=== Records for the exercise ===
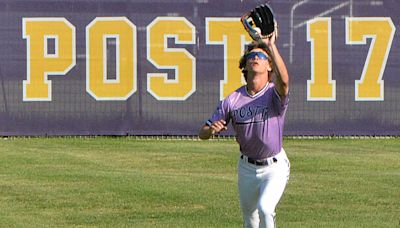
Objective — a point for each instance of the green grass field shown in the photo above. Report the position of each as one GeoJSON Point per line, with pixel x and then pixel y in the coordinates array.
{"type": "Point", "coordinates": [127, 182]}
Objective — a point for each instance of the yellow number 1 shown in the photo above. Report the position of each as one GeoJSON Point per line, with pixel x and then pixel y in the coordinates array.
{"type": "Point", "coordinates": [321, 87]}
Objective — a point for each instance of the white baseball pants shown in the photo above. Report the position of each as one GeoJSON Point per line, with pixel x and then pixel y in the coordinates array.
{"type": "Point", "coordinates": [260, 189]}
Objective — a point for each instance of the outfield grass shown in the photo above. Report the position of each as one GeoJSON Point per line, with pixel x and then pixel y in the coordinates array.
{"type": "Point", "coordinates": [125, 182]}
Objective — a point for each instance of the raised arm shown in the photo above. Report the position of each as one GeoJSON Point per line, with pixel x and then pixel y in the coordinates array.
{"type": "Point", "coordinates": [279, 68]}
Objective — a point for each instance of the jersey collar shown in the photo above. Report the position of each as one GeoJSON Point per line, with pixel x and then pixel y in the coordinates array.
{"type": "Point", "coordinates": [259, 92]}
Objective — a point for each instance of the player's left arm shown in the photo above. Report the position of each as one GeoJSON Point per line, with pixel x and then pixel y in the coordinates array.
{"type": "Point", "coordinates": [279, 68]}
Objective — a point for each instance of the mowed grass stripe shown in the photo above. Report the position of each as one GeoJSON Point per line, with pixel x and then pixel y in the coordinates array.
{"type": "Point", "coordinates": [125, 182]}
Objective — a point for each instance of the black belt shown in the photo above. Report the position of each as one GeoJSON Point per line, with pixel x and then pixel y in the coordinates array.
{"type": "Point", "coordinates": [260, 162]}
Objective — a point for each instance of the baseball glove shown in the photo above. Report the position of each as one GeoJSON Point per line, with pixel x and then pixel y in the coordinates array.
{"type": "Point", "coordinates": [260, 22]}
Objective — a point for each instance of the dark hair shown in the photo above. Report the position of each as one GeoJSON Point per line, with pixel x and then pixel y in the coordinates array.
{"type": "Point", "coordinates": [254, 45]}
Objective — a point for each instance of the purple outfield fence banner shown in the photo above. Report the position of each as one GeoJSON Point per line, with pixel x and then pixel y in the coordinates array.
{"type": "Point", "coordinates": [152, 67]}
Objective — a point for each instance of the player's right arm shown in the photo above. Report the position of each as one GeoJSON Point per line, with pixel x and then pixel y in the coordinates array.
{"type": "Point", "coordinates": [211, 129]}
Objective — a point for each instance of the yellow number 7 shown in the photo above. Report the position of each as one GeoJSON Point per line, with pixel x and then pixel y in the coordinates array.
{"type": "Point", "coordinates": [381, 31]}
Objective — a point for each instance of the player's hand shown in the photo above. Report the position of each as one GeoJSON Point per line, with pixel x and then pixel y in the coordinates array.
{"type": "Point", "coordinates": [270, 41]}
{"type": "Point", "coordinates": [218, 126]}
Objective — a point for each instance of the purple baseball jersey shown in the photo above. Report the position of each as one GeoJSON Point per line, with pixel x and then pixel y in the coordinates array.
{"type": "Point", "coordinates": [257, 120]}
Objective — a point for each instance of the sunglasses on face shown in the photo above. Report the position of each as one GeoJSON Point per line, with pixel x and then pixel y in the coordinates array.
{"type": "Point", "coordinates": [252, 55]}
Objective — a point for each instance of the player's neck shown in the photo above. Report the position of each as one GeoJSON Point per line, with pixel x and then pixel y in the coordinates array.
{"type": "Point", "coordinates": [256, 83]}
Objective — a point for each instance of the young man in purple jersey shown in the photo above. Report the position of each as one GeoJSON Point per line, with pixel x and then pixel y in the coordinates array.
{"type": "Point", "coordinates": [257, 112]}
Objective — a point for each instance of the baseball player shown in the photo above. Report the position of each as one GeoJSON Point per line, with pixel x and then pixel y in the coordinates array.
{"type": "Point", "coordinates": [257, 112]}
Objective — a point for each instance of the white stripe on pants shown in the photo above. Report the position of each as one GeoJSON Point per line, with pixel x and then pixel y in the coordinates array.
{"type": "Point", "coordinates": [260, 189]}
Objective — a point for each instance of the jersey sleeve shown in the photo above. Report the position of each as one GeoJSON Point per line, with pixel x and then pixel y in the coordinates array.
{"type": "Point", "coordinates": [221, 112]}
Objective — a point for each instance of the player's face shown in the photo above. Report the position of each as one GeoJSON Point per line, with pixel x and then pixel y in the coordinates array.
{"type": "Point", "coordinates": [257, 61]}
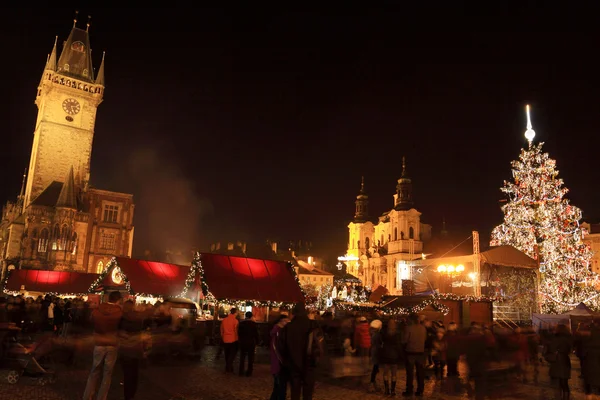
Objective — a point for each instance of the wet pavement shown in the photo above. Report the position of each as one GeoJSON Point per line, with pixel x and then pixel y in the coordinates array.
===
What you should do ::
In your copy, repeat each record exactly and include no pictures.

Answer to this problem ::
Objective — a point for each instance of the green grass field shown in the photo above. Report the position of each as one GeoJSON Point per line, with pixel x and then pixel y in the coordinates array.
{"type": "Point", "coordinates": [127, 182]}
Objective — a point for each instance of the yellow number 1 shown in the photo above. Report the position of each as one GeoJSON Point per line, with pixel x and then pixel y in the coordinates array.
{"type": "Point", "coordinates": [321, 87]}
Objective — a point for each instance of the white baseball pants shown in the photo above. Report the position of each as one GeoJSON Point per line, with pixel x and then pixel y in the coordinates array.
{"type": "Point", "coordinates": [260, 189]}
Objective — a point for each instance of the outfield grass shown in the photo above. Report the position of each as one GeoJSON Point per line, with pixel x and then pixel y in the coordinates array.
{"type": "Point", "coordinates": [125, 182]}
Objective — a point for each instance of the raised arm shown in the photo above. Report the position of each as one GeoJSON Point per line, with pixel x and then pixel y in the coordinates array.
{"type": "Point", "coordinates": [279, 68]}
Objective — a point for each instance of the jersey collar shown in the photo above. Report the position of each as one GeoJSON Point per line, with pixel x and then pixel y in the coordinates array.
{"type": "Point", "coordinates": [259, 92]}
Objective — a point for each instance of the player's left arm shown in the photo above. Report the position of each as one GeoJSON Point per line, with pixel x and then pixel y in the coordinates array.
{"type": "Point", "coordinates": [279, 68]}
Objective — a point for each instance of the mowed grass stripe shown in the photo above. Report the position of each as one GeoJSON Point per line, with pixel x and then pixel y in the coordinates array.
{"type": "Point", "coordinates": [125, 182]}
Objective — a point for each instance of the black belt shown in the photo above. Report the position of each as one GeoJSON Point per line, with pixel x and then pixel y in the coordinates array.
{"type": "Point", "coordinates": [260, 162]}
Objective — a point for each instance of the baseball glove shown in the photo above. Report the position of each as one GeoJSON Point per line, with pixel x and then pixel y in the coordinates array.
{"type": "Point", "coordinates": [260, 22]}
Objective — a point for each instance of the dark hair shown in the photo above. Report the position of each as one GeoJSON Point per line, with pixel x and then pixel y in the coordinates array.
{"type": "Point", "coordinates": [254, 45]}
Objective — a point for each instance of the purple outfield fence banner shown in the photo above. Report the position of each as one GeoJSON Point per line, with pixel x and then pixel y in the coordinates array.
{"type": "Point", "coordinates": [152, 67]}
Objective — a point for each instance of the player's right arm shown in the photo above. Report the position of each as one GeoJSON Point per line, with pixel x and then pixel y in the coordinates array.
{"type": "Point", "coordinates": [211, 129]}
Objective — a point for each instance of the yellow number 7 shown in the photo above. Report the position of each as one GeoJSON Point per line, with pixel x and then pixel y in the coordinates array.
{"type": "Point", "coordinates": [381, 31]}
Objective — a point for each instance of the player's hand shown in the photo above. Report the position of each as one GeoJSON Point per line, with pixel x and then pixel y in the coordinates array.
{"type": "Point", "coordinates": [270, 41]}
{"type": "Point", "coordinates": [218, 126]}
Objective — a point for each instance of the purple baseball jersey shown in the photo above. Report the position of each as one GeoJSON Point per line, with pixel x and then pixel y in the coordinates array.
{"type": "Point", "coordinates": [257, 120]}
Objective — a point for each instance of the sunglasses on face shown in the photo above. Report the position of each as one GeoJSON Point per line, with pixel x and then pixel y in the coordinates array.
{"type": "Point", "coordinates": [252, 55]}
Objective — a point for each instance of the player's neck shown in the photo above. Report the position of each as one GeoJSON Point per line, with pixel x and then pixel y in the coordinates array.
{"type": "Point", "coordinates": [256, 83]}
Objective — a point for each instance of the young man in purple jersey shown in the photo above. Report the position of each as one GeoJSON Point per line, with pixel x and then pixel y in the coordinates array.
{"type": "Point", "coordinates": [257, 112]}
Objective — a point for each instance of the baseball player shown in the photo above. Report the position of each as one GeoJSON Point per line, with pixel x and then pixel y in the coordinates array.
{"type": "Point", "coordinates": [257, 112]}
Objective — a point for each instance of the white stripe on pants shown in the photo above. Report the position of each as one GeoJSON Point per line, with pixel x and then pixel y in the coordinates array.
{"type": "Point", "coordinates": [260, 189]}
Objective — a point for each instance of the jersey sleeve shown in the photo above. Report the position of each as one GeoJSON Point per line, with pixel x and then pixel y in the coordinates array.
{"type": "Point", "coordinates": [221, 112]}
Objective — a point for each instance of the player's face shown in the photo above. Report the position of each as one GeoJSON Point per line, with pixel x and then pixel y in the coordinates array.
{"type": "Point", "coordinates": [257, 61]}
Objective — a point for each instance of the wet pavement shown in the photo above. Report the position of each as one GeoJSON Point per line, with pixel x and then pixel y in the coordinates array.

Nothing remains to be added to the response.